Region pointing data
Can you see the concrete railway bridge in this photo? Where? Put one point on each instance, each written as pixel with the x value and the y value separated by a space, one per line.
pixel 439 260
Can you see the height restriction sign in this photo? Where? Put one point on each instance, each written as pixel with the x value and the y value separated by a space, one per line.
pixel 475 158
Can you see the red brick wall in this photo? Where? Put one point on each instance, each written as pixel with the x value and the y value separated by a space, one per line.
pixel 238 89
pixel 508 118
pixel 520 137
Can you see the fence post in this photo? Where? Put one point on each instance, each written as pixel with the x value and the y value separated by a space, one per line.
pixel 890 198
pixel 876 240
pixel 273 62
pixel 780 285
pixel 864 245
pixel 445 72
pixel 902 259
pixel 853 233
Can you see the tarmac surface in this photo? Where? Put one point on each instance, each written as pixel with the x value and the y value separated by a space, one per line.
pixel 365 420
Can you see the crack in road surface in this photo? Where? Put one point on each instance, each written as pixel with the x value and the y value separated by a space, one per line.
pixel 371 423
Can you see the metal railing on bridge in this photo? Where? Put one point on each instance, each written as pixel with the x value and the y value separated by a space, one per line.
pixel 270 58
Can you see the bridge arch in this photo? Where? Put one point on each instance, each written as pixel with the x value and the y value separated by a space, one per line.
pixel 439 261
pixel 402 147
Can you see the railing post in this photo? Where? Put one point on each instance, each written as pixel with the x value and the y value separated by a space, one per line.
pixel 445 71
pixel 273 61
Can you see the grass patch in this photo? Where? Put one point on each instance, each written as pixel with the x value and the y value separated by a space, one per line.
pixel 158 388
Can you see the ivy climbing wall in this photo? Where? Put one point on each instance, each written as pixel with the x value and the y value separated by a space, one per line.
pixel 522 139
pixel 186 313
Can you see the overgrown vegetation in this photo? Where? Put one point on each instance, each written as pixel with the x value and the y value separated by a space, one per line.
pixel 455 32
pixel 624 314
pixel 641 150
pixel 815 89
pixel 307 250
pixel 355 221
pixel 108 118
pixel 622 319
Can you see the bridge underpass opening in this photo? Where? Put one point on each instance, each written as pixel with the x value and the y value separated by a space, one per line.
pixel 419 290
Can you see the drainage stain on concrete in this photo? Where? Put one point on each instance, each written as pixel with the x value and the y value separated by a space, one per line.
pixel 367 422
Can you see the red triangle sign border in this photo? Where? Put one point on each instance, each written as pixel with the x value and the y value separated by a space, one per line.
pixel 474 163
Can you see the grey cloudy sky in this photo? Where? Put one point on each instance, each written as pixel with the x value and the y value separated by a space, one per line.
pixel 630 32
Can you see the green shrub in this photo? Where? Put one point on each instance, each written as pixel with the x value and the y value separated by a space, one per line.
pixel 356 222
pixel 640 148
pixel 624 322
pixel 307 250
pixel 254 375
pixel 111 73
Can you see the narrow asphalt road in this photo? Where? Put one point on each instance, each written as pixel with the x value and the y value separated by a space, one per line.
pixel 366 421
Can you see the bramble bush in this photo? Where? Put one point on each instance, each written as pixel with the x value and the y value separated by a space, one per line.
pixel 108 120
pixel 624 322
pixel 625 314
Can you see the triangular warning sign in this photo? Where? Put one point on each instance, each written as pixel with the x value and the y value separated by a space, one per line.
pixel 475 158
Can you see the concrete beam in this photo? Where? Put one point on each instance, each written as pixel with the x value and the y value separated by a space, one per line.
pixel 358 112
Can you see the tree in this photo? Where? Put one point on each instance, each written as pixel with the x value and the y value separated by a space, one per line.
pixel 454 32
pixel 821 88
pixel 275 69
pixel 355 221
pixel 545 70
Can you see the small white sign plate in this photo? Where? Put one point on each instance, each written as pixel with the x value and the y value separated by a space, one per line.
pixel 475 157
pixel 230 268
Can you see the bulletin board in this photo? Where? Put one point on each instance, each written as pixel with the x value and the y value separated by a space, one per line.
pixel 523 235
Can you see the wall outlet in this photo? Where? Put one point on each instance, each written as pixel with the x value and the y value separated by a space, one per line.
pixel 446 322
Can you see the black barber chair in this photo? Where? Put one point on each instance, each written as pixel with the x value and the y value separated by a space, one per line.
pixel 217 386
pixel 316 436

EXERCISE BRIEF =
The answer must be every entry, reproduced exactly.

TASK RESPONSE =
Can you see the concrete railway bridge in this photo? Where? Put one point on each instance, each written as pixel with the x value and the y value separated by a space, one per line.
pixel 439 260
Can you see the height restriction sign in this photo? Where? Put one point on each instance, each written as pixel with the x value and the y value separated by a space, one per line.
pixel 475 158
Can you see the red brick wall in this photo? Where? Put one point on each instance, each written as pixel with the x value and the y value separated by a space, one per line.
pixel 238 89
pixel 508 118
pixel 520 137
Can you see the fence post in this photo? Where? Put one point on each instance, each written as pixel with the x value and the y value separated by a space, one per line.
pixel 890 198
pixel 876 240
pixel 273 62
pixel 780 285
pixel 864 245
pixel 445 72
pixel 902 259
pixel 853 233
Can you see the tarmac surface in this photo? Where? Put one point on each instance, each written as pixel with the x value and the y value separated by a space, one per line.
pixel 365 420
Can you see the crack in road surface in this photo? Where? Put one point on each instance, each written as pixel with the x value and the y value separated by a space, one per line.
pixel 371 423
Can you see the metal railing on bridge in this photo? Where? Put one point on each instance, each written as pixel with the x value and the y value separated by a space, one per line.
pixel 270 58
Can you see the bridge arch in this photo? Where? Put one point on each instance, each written as pixel with the x value and the y value separated by a space, one per line.
pixel 439 261
pixel 402 147
Can you see the railing post in this photo? Where? Put one point on each instance, each written as pixel with the x value and the y value separated by a space, one per line.
pixel 445 71
pixel 273 61
Can you see the grass patch in this photo? Where? Put one point on each instance, each written as pixel with the x value and the y value separated by a space, one per line.
pixel 158 388
Can you see the ivy climbing wall in this photo? Where? Put one point on each instance, each written as pixel with the x value and the y value separated by a space, one per line.
pixel 522 139
pixel 186 313
Can you see the overgrown vegetation in this photo? Where? Put one point on each instance, each written as pixel with the x value and the y value separated by a space, one per line.
pixel 455 32
pixel 624 314
pixel 641 150
pixel 815 89
pixel 307 250
pixel 355 221
pixel 108 118
pixel 622 319
Can you see the bridge underpass opening in this photo? Where? Put one point on each instance, each written as pixel with the x value and the y value separated by a space, one per line.
pixel 419 290
Can you see the drainage stain on concrete in this photo? Where? Put one point on each instance, each written as pixel with the x value and the y value separated by a space, one per line.
pixel 367 422
Can you see the red triangle sign border in this photo? Where? Put one point on each instance, each written as pixel with the x value and the y value separated by a space, one per line.
pixel 474 163
Can you see the grey cloudy sky in this photo? Where? Put one point on each instance, each written as pixel with the x value and the y value separated by a space, one per line.
pixel 630 32
Can you see the green shrub in this photo? Where? Put one point on each instance, each written as pixel with the x value and the y value separated by a space, one per line.
pixel 356 222
pixel 640 148
pixel 624 322
pixel 307 250
pixel 254 375
pixel 111 73
Can you see the narrow asphalt road in this photo? Where? Put one point on each instance, each written as pixel with the x value and the y value separated by a space, one per line.
pixel 366 421
Can you see the bramble bush in this photo? Where? Put one point on each instance, each written as pixel with the x value and the y value separated by a space, one per line.
pixel 108 120
pixel 624 322
pixel 625 314
Can you see the triangular warning sign in this photo? Where? Put one point on each instance, each written as pixel with the x value and the y value separated by a space, one per line.
pixel 475 158
Can you see the concrete beam in this photo? Where? Put one point on each instance, each written as pixel with the x value and the y value separated by a space, one per line.
pixel 358 112
Can you see the tree in this photo? Where? Put one point on each instance, each written as pixel with the x value and the y value separated by a space, one per line.
pixel 454 32
pixel 821 88
pixel 275 69
pixel 355 221
pixel 545 70
Can you see the small white sign plate in this photo? Where? Put one point on each instance, each written as pixel with the x value and the y value separated by a space, one per line.
pixel 475 157
pixel 230 268
Can you see the bulletin board in this photo? Where? Put one point on each instance, each written as pixel with the x value and the y value separated by a space, one per line.
pixel 523 235
Can you see the wall outlet in this photo? Where? Put one point on each instance, each written as pixel with the x value and the y value separated by a space, one per line.
pixel 446 322
Can you see the black barber chair in this photo? Where? Put one point on each instance, each written as pixel with the x value and the y value separated by a space, one per line.
pixel 217 386
pixel 316 436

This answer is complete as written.